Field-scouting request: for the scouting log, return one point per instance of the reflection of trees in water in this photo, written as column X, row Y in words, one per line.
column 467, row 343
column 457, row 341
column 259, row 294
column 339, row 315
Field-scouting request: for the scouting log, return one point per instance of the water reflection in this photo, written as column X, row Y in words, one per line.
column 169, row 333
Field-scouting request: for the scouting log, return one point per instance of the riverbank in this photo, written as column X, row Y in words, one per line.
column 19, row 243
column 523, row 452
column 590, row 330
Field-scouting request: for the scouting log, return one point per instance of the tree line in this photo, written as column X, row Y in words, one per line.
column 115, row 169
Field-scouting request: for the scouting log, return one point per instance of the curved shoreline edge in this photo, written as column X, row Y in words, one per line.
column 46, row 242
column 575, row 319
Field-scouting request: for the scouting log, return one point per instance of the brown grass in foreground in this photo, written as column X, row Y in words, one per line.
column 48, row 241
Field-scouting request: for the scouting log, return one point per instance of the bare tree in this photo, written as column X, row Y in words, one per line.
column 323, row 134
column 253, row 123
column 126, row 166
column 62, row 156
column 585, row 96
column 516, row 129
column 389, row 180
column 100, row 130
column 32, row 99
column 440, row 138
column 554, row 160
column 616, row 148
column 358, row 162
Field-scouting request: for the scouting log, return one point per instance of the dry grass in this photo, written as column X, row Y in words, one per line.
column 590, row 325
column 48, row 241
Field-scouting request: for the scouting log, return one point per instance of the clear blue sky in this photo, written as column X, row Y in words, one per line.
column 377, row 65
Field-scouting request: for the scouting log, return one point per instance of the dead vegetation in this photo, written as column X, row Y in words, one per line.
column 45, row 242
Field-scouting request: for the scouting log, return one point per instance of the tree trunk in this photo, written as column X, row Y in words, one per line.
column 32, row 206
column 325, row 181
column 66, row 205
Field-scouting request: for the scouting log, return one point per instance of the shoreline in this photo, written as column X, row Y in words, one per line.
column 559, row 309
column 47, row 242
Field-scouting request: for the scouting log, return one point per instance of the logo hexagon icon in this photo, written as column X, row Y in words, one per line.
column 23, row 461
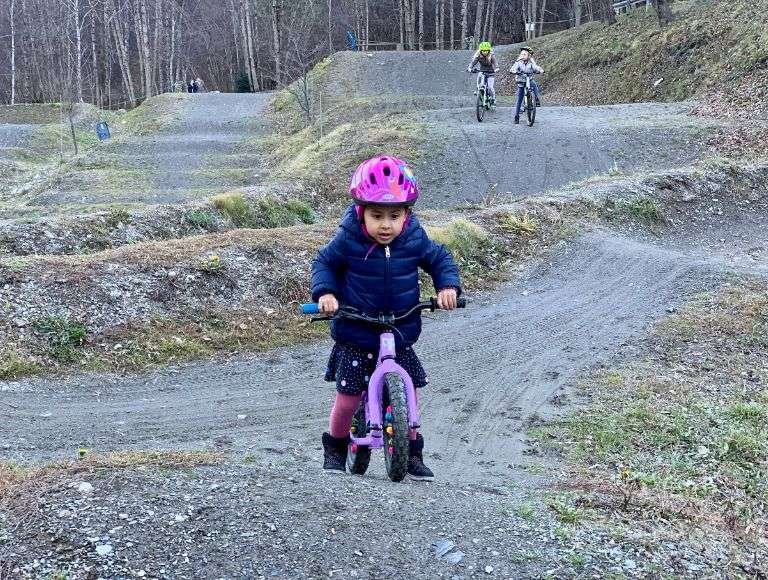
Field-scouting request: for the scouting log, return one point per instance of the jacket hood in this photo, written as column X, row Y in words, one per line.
column 351, row 223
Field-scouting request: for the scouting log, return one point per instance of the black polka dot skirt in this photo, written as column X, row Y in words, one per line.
column 351, row 367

_Assignment_: Give back the listing word for word, minus its images.

_Response_:
Field-scouting request: for the scouting log, return one point per instance of the reflection of trees in water in this photo, written as column X, row Y in words, one per line.
column 467, row 343
column 457, row 341
column 259, row 294
column 339, row 315
Field-scouting request: for the scouting log, return one point per instance of the water reflection in this photo, written as column X, row Y in words, one per line.
column 169, row 333
Field-scouting request: for the scouting log, return one point per instance of the riverbank in this photo, written as column X, row Y in words, one per line.
column 19, row 243
column 523, row 452
column 590, row 330
Field-scouting request: for the scouting log, return one point per instance of the tree line in this photo, written as column X, row Y in words, one per line.
column 115, row 169
Field-scouting request: for the scouting log, return one point per instance of the curved shoreline edge in this photo, written as column X, row Y in words, one per line.
column 46, row 242
column 575, row 319
Field-scouting request: for the scouting log, return one point per instance of the brown grass in foreground in this photo, written as column X, row Y in words, one per line.
column 48, row 241
Field-scouting request: for the scouting log, return one point per instance of the bare tree in this photo, written as column X, row Y in words, one per line.
column 323, row 134
column 253, row 123
column 126, row 166
column 62, row 156
column 585, row 96
column 516, row 129
column 389, row 180
column 100, row 130
column 32, row 99
column 440, row 138
column 554, row 160
column 616, row 148
column 358, row 162
Field-scouting request: for the scouting log, return one point per instance of the dry grass in this photo, written as column X, row Y in words, one per line.
column 590, row 325
column 48, row 241
Field-scouting request: for the scouting log, return one point per instance of the clear blue sky in this photo, written as column X, row Y in words, one per line.
column 377, row 65
Field-scouting request: for the scouting log, return one point per instance of the dead vegetation in this photo, written as column X, row Y in words, one per line.
column 45, row 242
Field-scouting request: for the scouting log, return one point per instance of the tree trunk in this photo, written as column X, row Y in words, one per line.
column 32, row 206
column 325, row 181
column 66, row 205
Field-scouting request: for the scouting log, return one point per instance of the shoreline in this photo, written as column X, row Y in words, one per line.
column 559, row 309
column 47, row 242
Field-scouting request: for the scouting log, return one point per instance of the logo hexagon icon in this photo, written as column X, row Y in words, one per line.
column 23, row 461
Field-scouting request: for the scouting log, return one point per instance of the jacket hood in this photo, written as column X, row Y in words, one per line.
column 351, row 223
Field-scouting request: for the scouting log, return one point per instance of the black polka dot skirt in this photo, written as column X, row Y in words, one per line.
column 351, row 367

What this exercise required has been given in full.